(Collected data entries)
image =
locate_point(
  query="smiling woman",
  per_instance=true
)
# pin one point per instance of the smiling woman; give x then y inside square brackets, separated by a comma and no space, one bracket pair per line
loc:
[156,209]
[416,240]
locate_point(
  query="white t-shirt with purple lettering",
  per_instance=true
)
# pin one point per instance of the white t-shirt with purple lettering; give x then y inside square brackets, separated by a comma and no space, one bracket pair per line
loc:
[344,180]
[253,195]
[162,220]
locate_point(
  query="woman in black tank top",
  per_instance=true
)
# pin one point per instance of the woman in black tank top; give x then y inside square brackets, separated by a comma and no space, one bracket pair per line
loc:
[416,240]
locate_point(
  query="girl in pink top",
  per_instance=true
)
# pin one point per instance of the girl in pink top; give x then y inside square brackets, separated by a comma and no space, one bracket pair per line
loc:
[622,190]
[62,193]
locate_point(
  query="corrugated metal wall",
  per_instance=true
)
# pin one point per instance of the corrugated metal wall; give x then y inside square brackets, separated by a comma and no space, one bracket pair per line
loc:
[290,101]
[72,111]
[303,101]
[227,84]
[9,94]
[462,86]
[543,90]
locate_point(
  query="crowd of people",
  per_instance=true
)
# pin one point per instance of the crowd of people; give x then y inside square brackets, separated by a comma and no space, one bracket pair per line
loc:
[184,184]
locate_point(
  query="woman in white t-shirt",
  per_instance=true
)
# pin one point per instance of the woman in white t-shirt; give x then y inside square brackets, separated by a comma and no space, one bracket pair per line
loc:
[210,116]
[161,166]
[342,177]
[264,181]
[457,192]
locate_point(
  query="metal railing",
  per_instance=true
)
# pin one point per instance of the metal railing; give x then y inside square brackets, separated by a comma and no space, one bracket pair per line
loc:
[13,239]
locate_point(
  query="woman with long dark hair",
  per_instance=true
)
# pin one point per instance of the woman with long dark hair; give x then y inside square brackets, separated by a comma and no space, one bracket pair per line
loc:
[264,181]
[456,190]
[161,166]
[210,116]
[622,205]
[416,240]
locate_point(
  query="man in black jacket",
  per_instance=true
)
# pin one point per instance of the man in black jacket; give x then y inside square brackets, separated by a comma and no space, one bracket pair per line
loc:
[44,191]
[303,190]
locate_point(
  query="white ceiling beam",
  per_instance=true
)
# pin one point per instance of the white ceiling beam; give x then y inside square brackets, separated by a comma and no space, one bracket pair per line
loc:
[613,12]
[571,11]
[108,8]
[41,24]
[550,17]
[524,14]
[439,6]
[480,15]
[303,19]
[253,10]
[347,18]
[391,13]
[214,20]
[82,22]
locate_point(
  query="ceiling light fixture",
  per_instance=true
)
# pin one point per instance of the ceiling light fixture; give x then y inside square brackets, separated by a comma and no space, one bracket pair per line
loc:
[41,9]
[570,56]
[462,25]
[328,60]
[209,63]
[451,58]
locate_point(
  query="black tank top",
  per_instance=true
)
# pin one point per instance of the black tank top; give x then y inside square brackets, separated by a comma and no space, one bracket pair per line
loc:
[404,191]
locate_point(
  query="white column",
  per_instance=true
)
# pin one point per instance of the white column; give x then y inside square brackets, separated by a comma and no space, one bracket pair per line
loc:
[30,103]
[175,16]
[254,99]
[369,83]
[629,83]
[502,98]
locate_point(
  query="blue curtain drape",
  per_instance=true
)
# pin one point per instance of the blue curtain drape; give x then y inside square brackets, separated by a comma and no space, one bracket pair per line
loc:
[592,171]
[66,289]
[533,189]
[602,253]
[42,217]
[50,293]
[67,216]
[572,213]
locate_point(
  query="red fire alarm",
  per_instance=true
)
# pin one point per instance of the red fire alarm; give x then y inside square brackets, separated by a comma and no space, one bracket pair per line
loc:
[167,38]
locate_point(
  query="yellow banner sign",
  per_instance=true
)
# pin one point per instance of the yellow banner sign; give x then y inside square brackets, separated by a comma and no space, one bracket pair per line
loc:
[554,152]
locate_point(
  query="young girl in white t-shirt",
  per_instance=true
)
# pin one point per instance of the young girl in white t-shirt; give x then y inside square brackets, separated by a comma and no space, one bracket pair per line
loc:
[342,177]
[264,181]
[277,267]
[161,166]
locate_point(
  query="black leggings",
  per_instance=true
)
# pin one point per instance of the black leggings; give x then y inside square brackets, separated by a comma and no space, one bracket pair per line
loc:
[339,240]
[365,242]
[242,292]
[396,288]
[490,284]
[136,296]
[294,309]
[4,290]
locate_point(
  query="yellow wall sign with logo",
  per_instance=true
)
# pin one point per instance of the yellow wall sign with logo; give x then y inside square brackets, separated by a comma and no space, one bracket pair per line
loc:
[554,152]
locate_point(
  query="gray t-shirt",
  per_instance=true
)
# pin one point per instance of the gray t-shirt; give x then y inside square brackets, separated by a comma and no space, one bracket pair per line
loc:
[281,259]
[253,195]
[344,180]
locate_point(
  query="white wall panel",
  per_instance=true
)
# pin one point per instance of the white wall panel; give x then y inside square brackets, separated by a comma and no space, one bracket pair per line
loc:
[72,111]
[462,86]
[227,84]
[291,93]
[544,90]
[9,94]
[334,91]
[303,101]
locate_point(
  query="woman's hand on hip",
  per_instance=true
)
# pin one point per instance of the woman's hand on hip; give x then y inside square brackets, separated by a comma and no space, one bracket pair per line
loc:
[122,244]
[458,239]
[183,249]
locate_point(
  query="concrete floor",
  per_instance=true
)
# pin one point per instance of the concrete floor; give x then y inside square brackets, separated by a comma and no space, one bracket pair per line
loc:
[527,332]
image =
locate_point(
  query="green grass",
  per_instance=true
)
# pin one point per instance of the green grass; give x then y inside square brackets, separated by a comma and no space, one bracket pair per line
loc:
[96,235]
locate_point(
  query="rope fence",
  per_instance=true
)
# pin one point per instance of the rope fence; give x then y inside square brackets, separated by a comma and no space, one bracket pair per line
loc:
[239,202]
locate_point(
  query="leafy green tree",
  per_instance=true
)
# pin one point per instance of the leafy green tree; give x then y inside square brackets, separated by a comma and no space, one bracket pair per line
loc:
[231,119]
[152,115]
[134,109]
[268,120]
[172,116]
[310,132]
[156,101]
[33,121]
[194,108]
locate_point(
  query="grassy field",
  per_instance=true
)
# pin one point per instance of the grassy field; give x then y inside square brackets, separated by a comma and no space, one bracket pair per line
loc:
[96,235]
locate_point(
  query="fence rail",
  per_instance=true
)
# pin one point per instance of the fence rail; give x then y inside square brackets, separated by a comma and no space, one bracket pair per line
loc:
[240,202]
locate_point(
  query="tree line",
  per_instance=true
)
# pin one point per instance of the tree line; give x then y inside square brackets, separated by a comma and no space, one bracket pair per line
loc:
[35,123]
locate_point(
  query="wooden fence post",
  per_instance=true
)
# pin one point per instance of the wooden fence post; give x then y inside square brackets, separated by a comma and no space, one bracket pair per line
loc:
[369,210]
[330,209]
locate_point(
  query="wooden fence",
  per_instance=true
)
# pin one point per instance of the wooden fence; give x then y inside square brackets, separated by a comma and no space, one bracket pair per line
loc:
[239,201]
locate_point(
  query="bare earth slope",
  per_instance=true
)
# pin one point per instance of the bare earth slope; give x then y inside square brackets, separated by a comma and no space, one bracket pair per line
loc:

Task directions – Please give the entries above again in full, exactly as written.

Response to this exercise –
image =
locate_point(
  query="smiling woman",
  per_instance=true
)
# pin one point per instance of the smiling woman; give x then y inside square brackets, separated by a comma and no space, one bracket pair per line
loc:
[156,209]
[416,240]
locate_point(
  query="white t-shirt with purple lettering",
  per_instance=true
)
# pin one point per instance of the white t-shirt with purple lettering; give x then y inside square brackets, separated by a comma and no space, one bracket pair per line
loc:
[344,180]
[253,195]
[162,220]
locate_point(
  query="woman in black tank top",
  per_instance=true
)
# pin one point per instance of the woman in black tank top; give x then y inside square brackets, separated by a comma and no space, one bracket pair per line
loc:
[416,240]
locate_point(
  query="girl in pink top",
  per_instance=true
)
# pin one point per instance of the girl in pink top; give x then y inside square brackets, separated by a comma and no space, one bracket pair per line
loc:
[622,190]
[62,193]
locate_point(
  query="corrugated metal wall",
  per_instance=true
)
# pin one point per instance of the corrugated metal wall; give x then y inside square brackets, separated by a comma and no space, one bracket pair per line
loc:
[290,101]
[72,111]
[303,101]
[227,84]
[9,94]
[462,86]
[543,90]
locate_point(
  query="crowd of people",
  per_instance=true
)
# pin one point per instance of the crowd of people; give x then y inside square brackets, separated by a comma and no space, one bracket pair per line
loc:
[184,184]
locate_point(
  query="woman in white t-shirt",
  per_instance=true
)
# pin one point per instance of the woman in white t-shirt; give x then y inside square brackets, separated by a comma and no space, one bracket pair per line
loc:
[210,116]
[161,166]
[342,177]
[264,181]
[457,192]
locate_point(
  query="metal railing",
  per_instance=true
)
# pin one point per instance of the metal railing; give x then y inside square brackets, separated by a comma and no space, one bracket pair per line
loc:
[13,239]
locate_point(
  query="woman with long dark hair",
  per_instance=true
)
# pin one point per instance of the woman with long dark hair; give x then y inside square brackets, separated by a comma and no space, one bracket pair per line
loc:
[264,181]
[456,190]
[161,166]
[210,116]
[622,205]
[416,240]
locate_point(
  query="man in black jacket",
  per_instance=true
)
# pin one point per instance of the man in black jacket; give x then y inside square brackets, separated by a comma and no space, one bracket pair per line
loc:
[44,191]
[303,190]
locate_point(
  query="white ceiling beam",
  per_instance=true
)
# pin one point per instance of the white ceiling beam; give x then y inside square brackets, separated by a comma and no space, one bracket pair per line
loc:
[613,12]
[571,11]
[108,8]
[41,24]
[550,17]
[524,14]
[439,6]
[480,15]
[303,19]
[253,10]
[347,18]
[391,13]
[214,20]
[82,22]
locate_point(
  query="ceiling light fixture",
  per_instance=true
)
# pin one point per instance of the ceiling light fixture; give x then y inside square brackets, separated by a comma and no space, one bracket pair per line
loc:
[41,9]
[570,56]
[462,25]
[328,60]
[209,63]
[451,58]
locate_point(
  query="black tank top",
  per_instance=true
)
# pin one point per instance of the black tank top; give x then y inside square brackets, separated by a comma and no space, one bracket pair per line
loc:
[404,191]
locate_point(
  query="white column",
  per_instance=true
)
# pin one point per instance of the white column; give x then y inside square brackets, separated by a comma and no space, one bracket pair per line
loc:
[30,103]
[175,16]
[254,99]
[369,83]
[629,83]
[502,98]
locate_point(
  query="blue curtain drape",
  per_instance=true
)
# pin one point per instance of the blue curtain drape; give x then y inside square brackets, separated by a comma and no space, one bracket pair per line
loc:
[592,171]
[66,289]
[533,189]
[602,253]
[42,217]
[50,293]
[67,216]
[572,213]
locate_point(
  query="red fire alarm",
  per_instance=true
)
# pin one point per instance of the red fire alarm; give x then y inside square brackets, separated by a comma and no space, one bracket pair per line
loc:
[167,38]
locate_point(
  query="yellow banner sign",
  per_instance=true
)
# pin one point per instance of the yellow banner sign; give x then y inside square brackets, separated by a comma and no space, one bracket pair per line
loc:
[554,152]
locate_point(
  query="young girl in white t-shirt",
  per_instance=true
)
# pin one point per instance of the young girl in white t-shirt; give x then y inside square brackets, separated by a comma and no space, one bracket pair per line
loc:
[342,177]
[264,181]
[277,267]
[161,166]
locate_point(
  query="black leggings",
  per_instance=true
)
# pin one point per instance of the black leggings; give x then y inside square brackets, separated by a comma and no space, one bracket pair per line
loc:
[339,240]
[365,242]
[242,292]
[396,288]
[490,284]
[136,296]
[294,309]
[4,290]
locate_point(
  query="yellow wall sign with logo",
  per_instance=true
)
# pin one point per instance of the yellow wall sign with logo; give x then y inside square brackets, separated by a comma and no space, one bracket pair per line
loc:
[554,152]
locate_point(
  query="gray t-shirt",
  per_instance=true
)
# pin one point per instance of the gray t-shirt; give x then y inside square brackets, separated by a comma and no space, one bracket pair per line
loc:
[281,259]
[253,195]
[344,180]
locate_point(
  query="white wall panel",
  per_instance=true
)
# pin one point per instance of the white wall panel; give x then y inside square brackets, separated by a comma and no space, one bracket pair per line
loc:
[72,111]
[462,86]
[227,84]
[291,93]
[544,90]
[9,94]
[334,91]
[303,101]
locate_point(
  query="woman's hand on hip",
  per_instance=true
)
# pin one point per instance of the woman's hand on hip; give x then y inside square brackets, separated by a comma and no space, one bracket pair per line
loc:
[122,244]
[458,239]
[183,249]
locate_point(
  query="concrete floor",
  per_instance=true
)
# pin one point per instance of the concrete floor; give x then y inside square brackets, separated by a comma and no space, one bracket pair per line
loc:
[527,332]
image =
locate_point(
  query="green grass",
  per_instance=true
)
# pin one point per instance of the green grass; give x then y inside square brackets, separated by a comma and no space, one bracket pair per line
loc:
[96,235]
locate_point(
  query="rope fence",
  per_instance=true
)
# pin one point per instance of the rope fence; give x then y inside square brackets, separated by a comma and no space, one bracket pair per line
loc:
[239,202]
locate_point(
  query="leafy green tree",
  per_instance=true
)
# pin one point per instance of the leafy green tree; give x then y inside square brackets, separated by a comma and no space, one bracket pair per line
loc:
[231,119]
[152,115]
[134,109]
[268,120]
[172,116]
[310,132]
[156,101]
[33,121]
[194,108]
locate_point(
  query="grassy field",
  per_instance=true
)
# pin one point per instance of the grassy field; give x then y inside square brackets, separated by a comma and no space, one bracket pair per line
loc:
[96,235]
locate_point(
  query="fence rail",
  per_instance=true
)
# pin one point per instance of the fence rail; give x then y inside square brackets, separated by a comma and no space, one bracket pair per line
loc:
[240,202]
locate_point(
  query="tree line",
  per_instance=true
)
# pin one point per instance of the tree line; give x then y inside square brackets, separated by a comma and no space, one bracket pair per line
loc:
[35,123]
locate_point(
  query="wooden fence post",
  per_instance=true
)
# pin one point per instance of the wooden fence post; give x then y inside square brackets, separated by a comma and no space, one bracket pair per line
loc:
[369,210]
[330,209]
locate_point(
  query="wooden fence",
  per_instance=true
)
# pin one point per instance of the wooden fence; give x then y inside square brackets, separated by a comma and no space, one bracket pair per line
loc:
[239,201]
locate_point(
  query="bare earth slope",
  per_instance=true
)
# pin one point per instance of the bare earth slope; give x then y inside square brackets, separated by a comma and no space, one bracket pair per line
loc:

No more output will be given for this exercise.